▸ Extracted entries
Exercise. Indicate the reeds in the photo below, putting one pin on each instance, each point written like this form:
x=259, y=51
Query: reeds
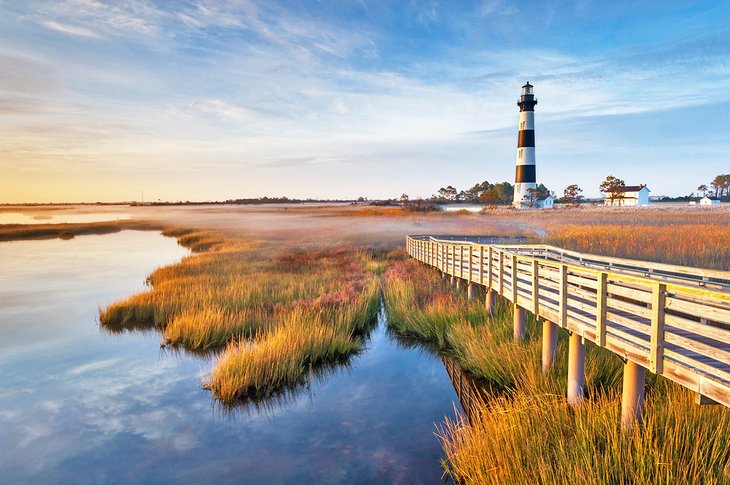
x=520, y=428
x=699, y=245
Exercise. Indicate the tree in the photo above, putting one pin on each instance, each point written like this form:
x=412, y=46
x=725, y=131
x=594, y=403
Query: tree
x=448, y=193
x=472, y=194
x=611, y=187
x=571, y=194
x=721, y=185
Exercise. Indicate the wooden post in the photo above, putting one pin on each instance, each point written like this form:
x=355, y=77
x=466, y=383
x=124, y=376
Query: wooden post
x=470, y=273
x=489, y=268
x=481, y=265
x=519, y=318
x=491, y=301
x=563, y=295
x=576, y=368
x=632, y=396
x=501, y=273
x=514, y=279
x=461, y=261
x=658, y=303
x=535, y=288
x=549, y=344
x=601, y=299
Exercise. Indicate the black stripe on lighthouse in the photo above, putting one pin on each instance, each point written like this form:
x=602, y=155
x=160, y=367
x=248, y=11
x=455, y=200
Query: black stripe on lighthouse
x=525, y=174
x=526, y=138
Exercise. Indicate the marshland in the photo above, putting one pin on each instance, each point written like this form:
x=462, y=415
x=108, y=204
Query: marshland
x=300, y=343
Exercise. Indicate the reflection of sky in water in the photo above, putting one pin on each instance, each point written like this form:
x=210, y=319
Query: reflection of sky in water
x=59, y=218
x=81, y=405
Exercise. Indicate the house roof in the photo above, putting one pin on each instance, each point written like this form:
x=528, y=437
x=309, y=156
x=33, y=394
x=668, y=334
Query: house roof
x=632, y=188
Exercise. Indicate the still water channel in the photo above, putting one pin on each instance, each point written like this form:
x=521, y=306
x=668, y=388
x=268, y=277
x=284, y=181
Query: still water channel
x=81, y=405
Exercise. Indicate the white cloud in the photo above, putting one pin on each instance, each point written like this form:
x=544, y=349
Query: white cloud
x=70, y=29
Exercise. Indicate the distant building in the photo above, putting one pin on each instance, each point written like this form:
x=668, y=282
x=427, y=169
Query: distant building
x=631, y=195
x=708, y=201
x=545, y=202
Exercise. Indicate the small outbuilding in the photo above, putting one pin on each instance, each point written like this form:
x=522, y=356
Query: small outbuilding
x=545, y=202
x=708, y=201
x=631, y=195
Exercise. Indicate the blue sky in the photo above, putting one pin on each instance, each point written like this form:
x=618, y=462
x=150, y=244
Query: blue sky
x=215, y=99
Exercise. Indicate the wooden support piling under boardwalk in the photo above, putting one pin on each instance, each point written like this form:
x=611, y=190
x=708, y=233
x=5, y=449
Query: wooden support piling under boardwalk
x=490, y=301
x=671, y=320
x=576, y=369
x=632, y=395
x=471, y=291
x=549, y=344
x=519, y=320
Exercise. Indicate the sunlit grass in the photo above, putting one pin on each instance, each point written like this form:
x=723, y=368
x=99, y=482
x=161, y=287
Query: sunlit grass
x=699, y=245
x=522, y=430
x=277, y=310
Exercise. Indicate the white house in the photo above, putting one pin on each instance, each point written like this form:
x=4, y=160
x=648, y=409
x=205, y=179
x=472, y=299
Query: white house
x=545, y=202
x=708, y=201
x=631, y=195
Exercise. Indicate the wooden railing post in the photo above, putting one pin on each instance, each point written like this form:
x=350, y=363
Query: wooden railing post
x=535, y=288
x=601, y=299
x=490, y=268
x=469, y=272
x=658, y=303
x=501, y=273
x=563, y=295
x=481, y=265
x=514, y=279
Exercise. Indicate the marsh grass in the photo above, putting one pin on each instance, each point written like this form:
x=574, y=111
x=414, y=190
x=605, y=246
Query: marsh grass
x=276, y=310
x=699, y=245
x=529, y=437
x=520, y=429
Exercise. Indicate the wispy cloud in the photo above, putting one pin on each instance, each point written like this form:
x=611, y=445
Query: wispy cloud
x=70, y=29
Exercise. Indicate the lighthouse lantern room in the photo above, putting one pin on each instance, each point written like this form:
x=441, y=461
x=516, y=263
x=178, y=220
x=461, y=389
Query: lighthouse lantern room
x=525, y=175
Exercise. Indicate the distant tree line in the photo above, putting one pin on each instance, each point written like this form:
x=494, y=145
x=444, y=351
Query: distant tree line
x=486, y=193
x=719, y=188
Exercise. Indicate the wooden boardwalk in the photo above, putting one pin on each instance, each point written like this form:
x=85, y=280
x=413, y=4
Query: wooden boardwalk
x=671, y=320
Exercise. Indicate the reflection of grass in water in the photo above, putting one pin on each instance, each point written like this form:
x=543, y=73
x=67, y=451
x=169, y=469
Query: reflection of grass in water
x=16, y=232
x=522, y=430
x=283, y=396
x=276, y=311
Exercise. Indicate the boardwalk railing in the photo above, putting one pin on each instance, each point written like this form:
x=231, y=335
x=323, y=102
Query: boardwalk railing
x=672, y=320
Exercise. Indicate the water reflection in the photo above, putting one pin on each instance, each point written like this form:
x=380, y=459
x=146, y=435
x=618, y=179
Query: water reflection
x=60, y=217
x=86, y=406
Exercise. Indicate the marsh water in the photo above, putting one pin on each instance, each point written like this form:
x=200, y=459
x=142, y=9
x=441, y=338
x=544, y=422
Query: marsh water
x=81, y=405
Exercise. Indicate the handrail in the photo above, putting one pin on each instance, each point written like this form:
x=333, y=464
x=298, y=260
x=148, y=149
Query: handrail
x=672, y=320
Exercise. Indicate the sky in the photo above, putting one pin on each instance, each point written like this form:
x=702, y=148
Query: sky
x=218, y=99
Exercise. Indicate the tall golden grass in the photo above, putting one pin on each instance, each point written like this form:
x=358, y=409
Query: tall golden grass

▸ Task prompt
Each line of the material that includes the string "tall" is to be counted; give only the final number.

▸ Solution for this task
2